→ Task item
Where a line in the material below has the string "metal", please report it.

→ Given records
- - - -
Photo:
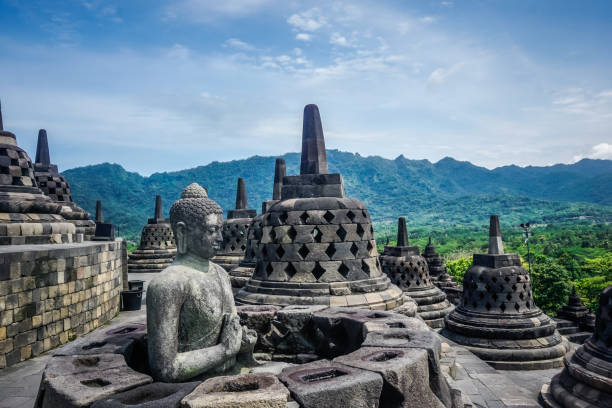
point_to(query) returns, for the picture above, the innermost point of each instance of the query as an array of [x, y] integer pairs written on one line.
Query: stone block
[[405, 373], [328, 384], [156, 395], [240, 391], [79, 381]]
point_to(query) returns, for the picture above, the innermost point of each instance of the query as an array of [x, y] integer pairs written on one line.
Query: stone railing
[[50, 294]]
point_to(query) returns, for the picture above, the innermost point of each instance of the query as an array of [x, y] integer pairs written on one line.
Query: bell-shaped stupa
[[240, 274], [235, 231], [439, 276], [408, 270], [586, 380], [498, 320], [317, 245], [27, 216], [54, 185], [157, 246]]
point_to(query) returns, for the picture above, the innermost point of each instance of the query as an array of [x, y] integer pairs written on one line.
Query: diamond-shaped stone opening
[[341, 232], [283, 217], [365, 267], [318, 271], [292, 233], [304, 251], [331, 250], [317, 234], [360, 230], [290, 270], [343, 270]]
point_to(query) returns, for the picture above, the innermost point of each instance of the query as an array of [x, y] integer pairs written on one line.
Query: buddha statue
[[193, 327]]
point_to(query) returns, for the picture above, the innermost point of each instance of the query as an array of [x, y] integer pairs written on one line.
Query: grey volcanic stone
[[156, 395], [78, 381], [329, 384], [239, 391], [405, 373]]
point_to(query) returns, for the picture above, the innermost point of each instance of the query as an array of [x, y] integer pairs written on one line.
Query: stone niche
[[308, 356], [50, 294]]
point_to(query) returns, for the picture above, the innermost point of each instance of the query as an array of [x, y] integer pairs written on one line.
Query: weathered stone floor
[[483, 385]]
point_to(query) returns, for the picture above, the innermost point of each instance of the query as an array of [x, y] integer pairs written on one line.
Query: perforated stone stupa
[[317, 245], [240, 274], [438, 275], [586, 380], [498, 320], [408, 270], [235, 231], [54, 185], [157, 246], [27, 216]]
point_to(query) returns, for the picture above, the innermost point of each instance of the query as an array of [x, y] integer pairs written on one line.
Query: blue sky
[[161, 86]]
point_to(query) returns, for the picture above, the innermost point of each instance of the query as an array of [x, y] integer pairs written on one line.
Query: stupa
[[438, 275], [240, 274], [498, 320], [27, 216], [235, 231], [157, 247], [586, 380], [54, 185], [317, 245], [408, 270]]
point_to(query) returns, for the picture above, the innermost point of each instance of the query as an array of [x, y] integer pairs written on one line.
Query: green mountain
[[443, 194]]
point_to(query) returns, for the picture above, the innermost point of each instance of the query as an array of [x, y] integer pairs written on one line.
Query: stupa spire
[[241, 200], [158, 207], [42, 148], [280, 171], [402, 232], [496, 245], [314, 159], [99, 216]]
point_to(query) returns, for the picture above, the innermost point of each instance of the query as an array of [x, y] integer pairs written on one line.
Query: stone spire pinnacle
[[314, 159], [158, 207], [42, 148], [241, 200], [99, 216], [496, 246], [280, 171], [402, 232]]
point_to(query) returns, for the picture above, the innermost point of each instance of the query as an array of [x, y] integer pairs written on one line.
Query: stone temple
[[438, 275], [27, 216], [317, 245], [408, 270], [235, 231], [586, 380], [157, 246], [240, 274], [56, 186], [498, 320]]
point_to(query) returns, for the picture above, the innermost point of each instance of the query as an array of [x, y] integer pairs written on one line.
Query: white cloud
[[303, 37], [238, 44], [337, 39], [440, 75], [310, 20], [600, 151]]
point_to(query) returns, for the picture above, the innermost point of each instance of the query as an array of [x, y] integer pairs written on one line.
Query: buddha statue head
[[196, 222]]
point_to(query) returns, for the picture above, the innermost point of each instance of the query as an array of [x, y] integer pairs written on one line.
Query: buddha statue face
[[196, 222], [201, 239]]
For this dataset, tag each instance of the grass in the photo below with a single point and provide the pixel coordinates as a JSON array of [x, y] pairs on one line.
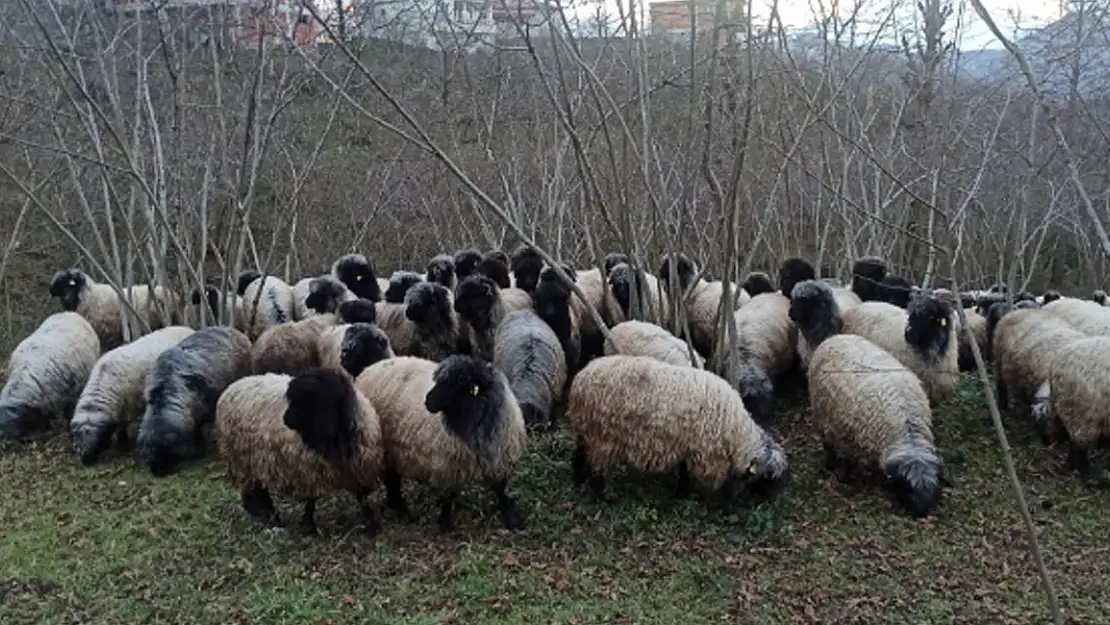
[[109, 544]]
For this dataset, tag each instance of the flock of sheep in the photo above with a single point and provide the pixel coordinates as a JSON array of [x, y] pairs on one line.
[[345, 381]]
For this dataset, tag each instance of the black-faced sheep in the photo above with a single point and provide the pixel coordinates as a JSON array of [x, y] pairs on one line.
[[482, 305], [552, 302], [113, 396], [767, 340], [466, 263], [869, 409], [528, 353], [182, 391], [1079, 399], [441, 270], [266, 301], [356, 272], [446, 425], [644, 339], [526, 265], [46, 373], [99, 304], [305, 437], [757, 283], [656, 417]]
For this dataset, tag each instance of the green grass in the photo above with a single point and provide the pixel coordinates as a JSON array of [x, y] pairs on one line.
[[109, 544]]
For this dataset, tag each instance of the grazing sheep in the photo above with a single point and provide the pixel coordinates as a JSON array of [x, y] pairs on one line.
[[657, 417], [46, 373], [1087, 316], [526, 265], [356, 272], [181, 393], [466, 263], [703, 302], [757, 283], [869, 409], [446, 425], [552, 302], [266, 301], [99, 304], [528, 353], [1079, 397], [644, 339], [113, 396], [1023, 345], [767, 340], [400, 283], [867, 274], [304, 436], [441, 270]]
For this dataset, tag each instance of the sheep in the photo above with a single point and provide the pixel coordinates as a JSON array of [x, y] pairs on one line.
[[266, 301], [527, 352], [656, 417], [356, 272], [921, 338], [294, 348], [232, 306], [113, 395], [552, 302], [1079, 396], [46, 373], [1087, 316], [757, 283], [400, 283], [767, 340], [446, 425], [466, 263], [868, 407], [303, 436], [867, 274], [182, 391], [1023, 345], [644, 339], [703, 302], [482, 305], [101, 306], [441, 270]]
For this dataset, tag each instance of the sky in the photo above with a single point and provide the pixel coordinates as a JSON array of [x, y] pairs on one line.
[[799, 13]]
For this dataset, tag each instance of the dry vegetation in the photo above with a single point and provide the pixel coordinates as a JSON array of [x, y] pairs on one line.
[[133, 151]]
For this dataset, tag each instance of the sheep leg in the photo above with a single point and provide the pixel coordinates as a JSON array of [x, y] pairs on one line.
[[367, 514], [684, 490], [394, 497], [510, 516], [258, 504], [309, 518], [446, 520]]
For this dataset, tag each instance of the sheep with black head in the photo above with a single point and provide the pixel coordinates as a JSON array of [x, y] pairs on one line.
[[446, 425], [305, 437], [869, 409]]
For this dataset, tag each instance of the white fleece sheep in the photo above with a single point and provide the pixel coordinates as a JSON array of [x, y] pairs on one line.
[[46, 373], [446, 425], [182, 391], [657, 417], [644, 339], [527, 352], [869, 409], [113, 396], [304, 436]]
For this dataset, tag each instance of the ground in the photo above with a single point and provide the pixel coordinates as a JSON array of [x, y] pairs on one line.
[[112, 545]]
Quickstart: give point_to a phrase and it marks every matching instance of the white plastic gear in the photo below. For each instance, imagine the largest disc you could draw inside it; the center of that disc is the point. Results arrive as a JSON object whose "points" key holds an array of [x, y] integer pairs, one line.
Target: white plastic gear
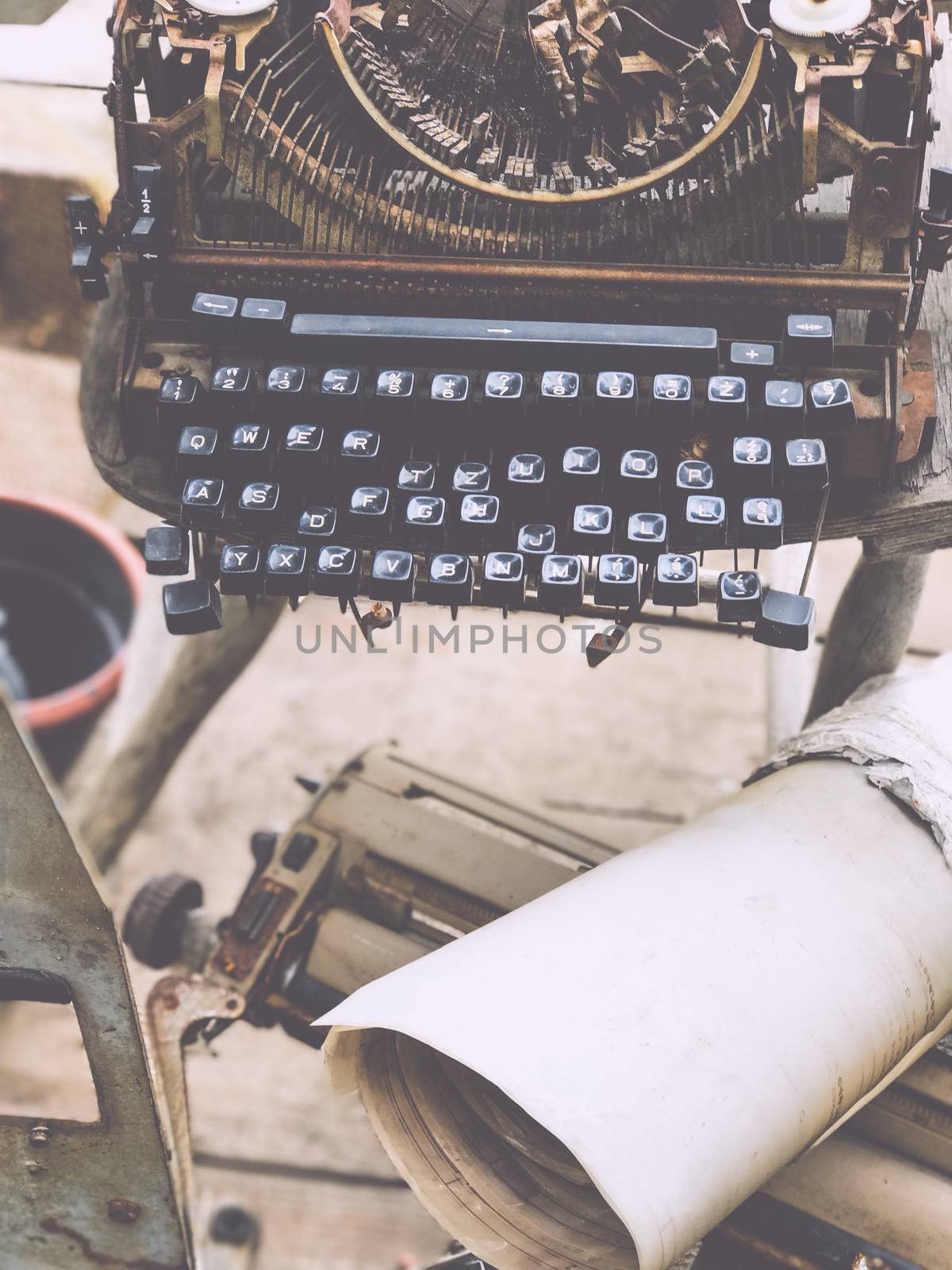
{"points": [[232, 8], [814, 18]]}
- - - -
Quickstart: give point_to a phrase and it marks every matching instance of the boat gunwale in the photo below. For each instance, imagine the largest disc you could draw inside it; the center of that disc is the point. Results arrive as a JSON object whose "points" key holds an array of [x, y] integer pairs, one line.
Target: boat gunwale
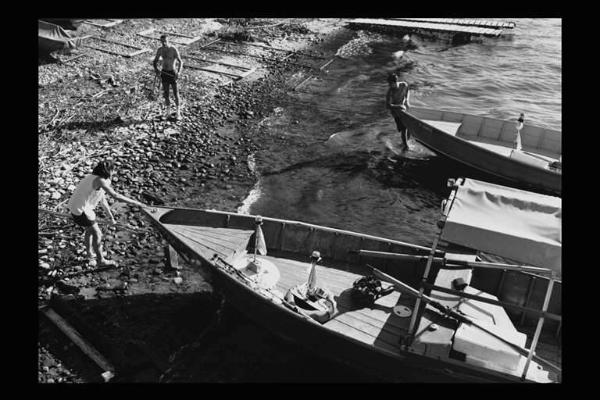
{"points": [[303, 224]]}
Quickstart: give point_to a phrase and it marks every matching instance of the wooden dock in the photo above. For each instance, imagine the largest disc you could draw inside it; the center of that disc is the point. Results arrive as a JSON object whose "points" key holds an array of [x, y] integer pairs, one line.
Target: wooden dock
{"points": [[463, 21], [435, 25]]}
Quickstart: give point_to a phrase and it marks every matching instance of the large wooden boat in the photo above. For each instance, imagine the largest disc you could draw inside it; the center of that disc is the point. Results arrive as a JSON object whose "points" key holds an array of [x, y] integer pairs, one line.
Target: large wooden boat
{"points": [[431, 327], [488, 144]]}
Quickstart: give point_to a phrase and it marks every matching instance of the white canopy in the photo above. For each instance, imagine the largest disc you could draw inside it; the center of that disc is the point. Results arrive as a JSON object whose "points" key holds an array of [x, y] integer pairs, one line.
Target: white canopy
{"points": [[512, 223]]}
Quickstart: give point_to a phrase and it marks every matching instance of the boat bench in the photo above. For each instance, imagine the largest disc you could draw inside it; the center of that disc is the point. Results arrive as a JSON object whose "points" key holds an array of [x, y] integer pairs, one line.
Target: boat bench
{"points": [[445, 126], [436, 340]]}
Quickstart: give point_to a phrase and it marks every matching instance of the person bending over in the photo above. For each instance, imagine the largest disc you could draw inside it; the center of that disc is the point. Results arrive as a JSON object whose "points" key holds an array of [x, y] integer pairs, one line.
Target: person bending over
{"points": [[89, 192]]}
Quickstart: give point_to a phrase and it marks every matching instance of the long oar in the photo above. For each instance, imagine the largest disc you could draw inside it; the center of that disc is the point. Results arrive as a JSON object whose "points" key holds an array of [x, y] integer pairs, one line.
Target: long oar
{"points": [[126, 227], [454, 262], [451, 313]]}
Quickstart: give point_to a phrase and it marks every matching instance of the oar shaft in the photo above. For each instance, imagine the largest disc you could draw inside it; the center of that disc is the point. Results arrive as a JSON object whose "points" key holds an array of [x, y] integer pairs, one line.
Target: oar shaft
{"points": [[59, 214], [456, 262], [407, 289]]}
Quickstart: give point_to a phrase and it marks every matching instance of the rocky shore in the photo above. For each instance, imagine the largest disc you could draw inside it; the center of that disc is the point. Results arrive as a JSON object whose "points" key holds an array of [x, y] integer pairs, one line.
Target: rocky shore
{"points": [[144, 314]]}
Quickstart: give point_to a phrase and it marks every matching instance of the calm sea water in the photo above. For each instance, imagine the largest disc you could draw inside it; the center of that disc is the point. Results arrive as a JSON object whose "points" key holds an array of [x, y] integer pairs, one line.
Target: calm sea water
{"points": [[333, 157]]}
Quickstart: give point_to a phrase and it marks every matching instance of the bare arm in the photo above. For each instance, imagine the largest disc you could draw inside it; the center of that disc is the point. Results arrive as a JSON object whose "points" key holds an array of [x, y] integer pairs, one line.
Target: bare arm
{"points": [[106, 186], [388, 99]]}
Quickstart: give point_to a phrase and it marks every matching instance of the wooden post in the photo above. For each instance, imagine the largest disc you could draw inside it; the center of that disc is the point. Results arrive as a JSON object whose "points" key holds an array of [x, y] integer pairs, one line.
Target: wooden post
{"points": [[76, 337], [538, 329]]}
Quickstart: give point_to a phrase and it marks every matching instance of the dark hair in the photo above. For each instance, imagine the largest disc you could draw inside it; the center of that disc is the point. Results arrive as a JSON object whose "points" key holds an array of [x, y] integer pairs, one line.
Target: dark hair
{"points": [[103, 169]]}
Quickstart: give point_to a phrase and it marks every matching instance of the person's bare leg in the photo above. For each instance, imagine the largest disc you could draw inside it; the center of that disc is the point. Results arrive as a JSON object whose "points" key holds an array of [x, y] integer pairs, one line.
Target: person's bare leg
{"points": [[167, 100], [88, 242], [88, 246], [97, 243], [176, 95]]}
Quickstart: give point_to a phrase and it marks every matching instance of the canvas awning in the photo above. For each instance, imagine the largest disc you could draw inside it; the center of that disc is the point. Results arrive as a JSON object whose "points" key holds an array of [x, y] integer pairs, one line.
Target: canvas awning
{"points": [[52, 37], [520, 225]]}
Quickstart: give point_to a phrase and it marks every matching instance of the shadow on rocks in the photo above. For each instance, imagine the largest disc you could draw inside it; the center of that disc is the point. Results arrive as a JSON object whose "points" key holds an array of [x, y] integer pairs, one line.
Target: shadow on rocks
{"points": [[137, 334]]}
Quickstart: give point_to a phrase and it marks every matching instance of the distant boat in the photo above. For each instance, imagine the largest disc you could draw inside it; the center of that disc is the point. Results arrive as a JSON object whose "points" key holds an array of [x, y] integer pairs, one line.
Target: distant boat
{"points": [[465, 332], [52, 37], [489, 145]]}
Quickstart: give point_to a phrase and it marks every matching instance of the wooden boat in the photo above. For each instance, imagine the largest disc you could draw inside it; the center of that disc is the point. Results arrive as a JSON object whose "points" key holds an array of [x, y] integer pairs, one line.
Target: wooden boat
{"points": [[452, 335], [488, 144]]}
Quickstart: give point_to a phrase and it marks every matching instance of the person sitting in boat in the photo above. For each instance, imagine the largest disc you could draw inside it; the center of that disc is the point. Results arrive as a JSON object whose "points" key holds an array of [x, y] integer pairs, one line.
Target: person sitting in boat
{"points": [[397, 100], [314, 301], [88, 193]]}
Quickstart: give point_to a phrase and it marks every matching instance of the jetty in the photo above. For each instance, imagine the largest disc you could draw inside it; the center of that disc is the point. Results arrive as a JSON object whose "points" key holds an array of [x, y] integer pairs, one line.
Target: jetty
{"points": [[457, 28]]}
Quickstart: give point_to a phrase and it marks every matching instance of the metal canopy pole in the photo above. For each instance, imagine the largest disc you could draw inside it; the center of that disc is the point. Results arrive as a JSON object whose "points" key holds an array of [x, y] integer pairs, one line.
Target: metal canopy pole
- - - -
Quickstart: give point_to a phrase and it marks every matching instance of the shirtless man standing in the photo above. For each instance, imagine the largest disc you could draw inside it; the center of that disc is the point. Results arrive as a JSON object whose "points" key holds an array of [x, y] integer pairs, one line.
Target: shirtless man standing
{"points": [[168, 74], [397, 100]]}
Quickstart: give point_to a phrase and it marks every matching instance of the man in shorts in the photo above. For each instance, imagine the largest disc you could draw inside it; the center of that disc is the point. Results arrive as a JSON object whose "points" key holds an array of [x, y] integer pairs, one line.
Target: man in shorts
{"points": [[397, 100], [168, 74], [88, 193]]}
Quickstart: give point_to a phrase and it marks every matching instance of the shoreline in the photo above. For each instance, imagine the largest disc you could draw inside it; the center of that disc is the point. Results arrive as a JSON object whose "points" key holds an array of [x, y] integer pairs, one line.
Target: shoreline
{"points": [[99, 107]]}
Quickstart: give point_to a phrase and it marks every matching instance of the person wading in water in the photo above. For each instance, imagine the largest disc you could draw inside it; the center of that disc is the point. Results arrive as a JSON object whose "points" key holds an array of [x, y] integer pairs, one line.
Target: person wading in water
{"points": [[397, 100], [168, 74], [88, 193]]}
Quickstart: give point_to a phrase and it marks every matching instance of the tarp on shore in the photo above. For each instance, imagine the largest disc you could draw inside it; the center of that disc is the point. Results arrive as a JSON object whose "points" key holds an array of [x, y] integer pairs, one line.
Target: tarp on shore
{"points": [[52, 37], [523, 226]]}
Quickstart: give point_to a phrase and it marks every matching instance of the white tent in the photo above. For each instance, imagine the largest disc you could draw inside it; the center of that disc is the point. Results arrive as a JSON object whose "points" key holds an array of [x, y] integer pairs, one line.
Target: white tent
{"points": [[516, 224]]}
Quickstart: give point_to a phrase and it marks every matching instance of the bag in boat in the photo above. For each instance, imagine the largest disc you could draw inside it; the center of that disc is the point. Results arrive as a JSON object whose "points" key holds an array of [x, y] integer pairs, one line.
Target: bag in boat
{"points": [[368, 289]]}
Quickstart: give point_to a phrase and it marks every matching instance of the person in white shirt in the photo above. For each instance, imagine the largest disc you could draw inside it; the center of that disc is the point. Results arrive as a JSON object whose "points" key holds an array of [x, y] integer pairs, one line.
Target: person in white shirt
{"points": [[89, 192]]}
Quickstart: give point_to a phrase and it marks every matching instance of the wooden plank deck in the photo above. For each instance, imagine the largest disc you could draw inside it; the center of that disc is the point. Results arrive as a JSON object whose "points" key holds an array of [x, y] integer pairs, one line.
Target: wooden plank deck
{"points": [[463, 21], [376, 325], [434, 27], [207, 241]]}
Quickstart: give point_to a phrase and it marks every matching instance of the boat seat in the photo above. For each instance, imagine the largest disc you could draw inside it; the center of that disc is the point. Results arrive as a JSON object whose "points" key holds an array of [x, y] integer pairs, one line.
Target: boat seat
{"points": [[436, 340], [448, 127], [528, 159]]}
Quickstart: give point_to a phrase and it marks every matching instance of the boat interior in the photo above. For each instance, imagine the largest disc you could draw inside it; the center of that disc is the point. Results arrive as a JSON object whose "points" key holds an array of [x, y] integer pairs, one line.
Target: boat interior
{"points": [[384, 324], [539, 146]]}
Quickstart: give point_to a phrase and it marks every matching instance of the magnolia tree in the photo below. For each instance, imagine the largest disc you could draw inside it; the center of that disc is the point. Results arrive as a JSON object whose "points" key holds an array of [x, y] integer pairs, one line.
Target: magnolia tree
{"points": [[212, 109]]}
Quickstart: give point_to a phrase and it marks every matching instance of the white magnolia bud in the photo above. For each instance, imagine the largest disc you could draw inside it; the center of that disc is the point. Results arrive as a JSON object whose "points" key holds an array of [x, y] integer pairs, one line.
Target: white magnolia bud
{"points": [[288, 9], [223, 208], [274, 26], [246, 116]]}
- - - -
→ Reply to the task
Quickstart: give point_to a phrase and it marks every matching instance of the metal canopy pole in the photo above. For each instance, imagine the largest disc you could draw inside it; the center of that disc is the point. Results arrive as a JSON object whose "points" key holds an array of [x, y] integer pairs, one line.
Target: metal canopy pole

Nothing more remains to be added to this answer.